Required work
Repeat exactly each line of the data provided below.

Material to process

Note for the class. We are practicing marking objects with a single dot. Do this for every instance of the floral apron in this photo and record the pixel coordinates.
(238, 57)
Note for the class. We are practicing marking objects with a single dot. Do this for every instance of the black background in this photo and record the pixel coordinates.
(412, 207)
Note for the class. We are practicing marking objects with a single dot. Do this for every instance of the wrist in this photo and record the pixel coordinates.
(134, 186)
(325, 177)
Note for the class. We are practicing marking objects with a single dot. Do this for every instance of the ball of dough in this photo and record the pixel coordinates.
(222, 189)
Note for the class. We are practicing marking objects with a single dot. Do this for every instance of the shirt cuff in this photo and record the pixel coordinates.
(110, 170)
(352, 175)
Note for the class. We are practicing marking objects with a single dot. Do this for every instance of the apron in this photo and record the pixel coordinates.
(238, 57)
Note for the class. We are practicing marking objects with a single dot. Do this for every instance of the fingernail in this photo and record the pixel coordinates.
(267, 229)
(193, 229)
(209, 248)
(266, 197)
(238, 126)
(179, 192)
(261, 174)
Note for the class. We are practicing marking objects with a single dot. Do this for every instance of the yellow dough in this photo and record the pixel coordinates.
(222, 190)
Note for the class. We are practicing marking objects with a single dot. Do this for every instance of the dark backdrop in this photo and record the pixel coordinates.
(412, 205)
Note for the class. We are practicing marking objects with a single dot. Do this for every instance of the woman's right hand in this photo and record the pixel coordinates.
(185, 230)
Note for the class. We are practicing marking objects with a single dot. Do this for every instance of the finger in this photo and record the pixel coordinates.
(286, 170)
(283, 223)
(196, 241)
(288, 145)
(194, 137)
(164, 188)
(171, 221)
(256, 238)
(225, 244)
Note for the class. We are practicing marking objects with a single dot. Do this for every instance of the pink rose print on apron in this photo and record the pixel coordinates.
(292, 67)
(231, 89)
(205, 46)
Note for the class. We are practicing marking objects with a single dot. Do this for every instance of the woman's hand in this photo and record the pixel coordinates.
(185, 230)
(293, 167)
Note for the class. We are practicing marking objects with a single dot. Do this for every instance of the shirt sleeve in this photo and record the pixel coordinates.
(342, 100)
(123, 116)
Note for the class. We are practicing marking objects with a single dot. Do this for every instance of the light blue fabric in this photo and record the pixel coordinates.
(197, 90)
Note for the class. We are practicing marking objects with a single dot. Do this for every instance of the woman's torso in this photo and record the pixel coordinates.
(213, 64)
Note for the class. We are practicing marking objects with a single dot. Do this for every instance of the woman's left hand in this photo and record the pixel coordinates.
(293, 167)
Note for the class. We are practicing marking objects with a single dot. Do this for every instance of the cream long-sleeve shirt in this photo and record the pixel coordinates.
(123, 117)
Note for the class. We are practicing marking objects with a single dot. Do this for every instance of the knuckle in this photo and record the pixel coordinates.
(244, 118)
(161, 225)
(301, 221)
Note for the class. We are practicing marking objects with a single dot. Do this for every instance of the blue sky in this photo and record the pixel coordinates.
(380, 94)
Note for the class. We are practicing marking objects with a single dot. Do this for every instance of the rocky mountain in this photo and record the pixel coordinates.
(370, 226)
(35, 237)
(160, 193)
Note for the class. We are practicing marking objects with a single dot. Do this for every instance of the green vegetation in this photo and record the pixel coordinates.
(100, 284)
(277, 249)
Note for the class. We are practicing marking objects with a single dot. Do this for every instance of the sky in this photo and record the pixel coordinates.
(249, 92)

Result for this task
Note for the class. We are practicing marking objects with a single dot. Do this for every instance of the floral apron in this photo and record the pixel coordinates.
(238, 57)
Note for the class. We are practicing marking objects with a single dot. Do this for every instance of the black background in this photo and record the pixel coordinates.
(412, 207)
Note for the class. We are practicing marking objects with a single dot. Do this for every instance of the wrist in this photo and record the pixel coordinates.
(134, 186)
(325, 177)
Note for the class. We are practicing marking objects with a single dot. Do this for every instance of the ball of dough in this photo and record the pixel coordinates.
(222, 189)
Note for the class. We are practicing marking objects with a single dot. Do this for every instance of the shirt cuff in this photo and record the pixel coordinates.
(110, 170)
(352, 175)
Note for the class. We are practicing marking objects with a single dot. Do this for every instance of the apron in this photo and record the pixel coordinates.
(238, 57)
Note for the class. We are practicing marking objects with a single dot. Do this for every instance of the fingernail in this photo and record the pixel coordinates.
(267, 229)
(193, 229)
(209, 248)
(266, 197)
(238, 126)
(179, 192)
(261, 174)
Note for the class. We are practicing marking objects with a single dot. Do this for every instance of the yellow dough in this photo and record the pixel coordinates.
(222, 190)
Note for the class. We are practicing marking objects with a single dot. Do this for every instance of the dark backdrop in this photo and record the pixel coordinates.
(412, 205)
Note for the class. We are practicing marking objects with a single dot. Do this for every instance of the woman's right hand in this photo and record the pixel coordinates.
(185, 230)
Note for the class. We are practicing marking objects with a single dot. Do this for every instance of the finger in this photo and record the pixel coordinates.
(286, 170)
(283, 223)
(196, 241)
(288, 145)
(194, 137)
(164, 188)
(171, 221)
(256, 238)
(225, 244)
Note for the class. We are practicing marking objects with a single dot. Do this for every instance of the pink rose print on apron in this photo and record the pixel coordinates.
(292, 67)
(231, 89)
(205, 46)
Note for the class. We are practicing marking objects with a single dot. Do this for every instance of the woman's hand in this photo and record the pixel coordinates.
(185, 230)
(293, 167)
Note for the class. We are practicing marking objects with a single dot. Do this for every instance of the shirt sleeve in this photo and record the pixel coordinates.
(342, 100)
(123, 116)
Note for the class. We are practicing marking objects with a single dot. Do this for every instance of the light blue fabric in this photo and record the pixel coordinates.
(197, 90)
Note for the class. We are practicing marking objects with a single dot. Do this for every instance of the woman's torso in this photo and record the pixel coordinates.
(213, 64)
Note for the class. We are practicing marking objects with a single dot. Do this for every instance of the woman's left hand in this photo and record the pixel coordinates.
(293, 167)
Note for the class. We are practicing marking objects with a single dot. Do this for every instance of the cream long-sleeve shirt in this photo and record the pixel coordinates.
(123, 117)
Note for the class. We are practicing marking objects with a single dot. Do this for every instance of the knuckle in this photo and record the pixel coordinates.
(244, 118)
(161, 225)
(301, 221)
Note for the class. We are practicing marking objects with a single dot. Do this for every instance of the blue sky in this photo and record the pixel coordinates.
(380, 94)
Note for the class. We are practicing marking objects with a single dot. Do this for every instance of the rocky mountain in this photo and record the pixel coordinates.
(370, 226)
(35, 237)
(160, 193)
Note for the class. We are practicing marking objects with a single dot. Do this for every instance of the green vegetation in this photo and record the pixel coordinates.
(100, 284)
(277, 249)
Note for the class. We are practicing marking objects with a single dot. Do this for every instance of the sky in this photo and record the pixel coordinates.
(249, 92)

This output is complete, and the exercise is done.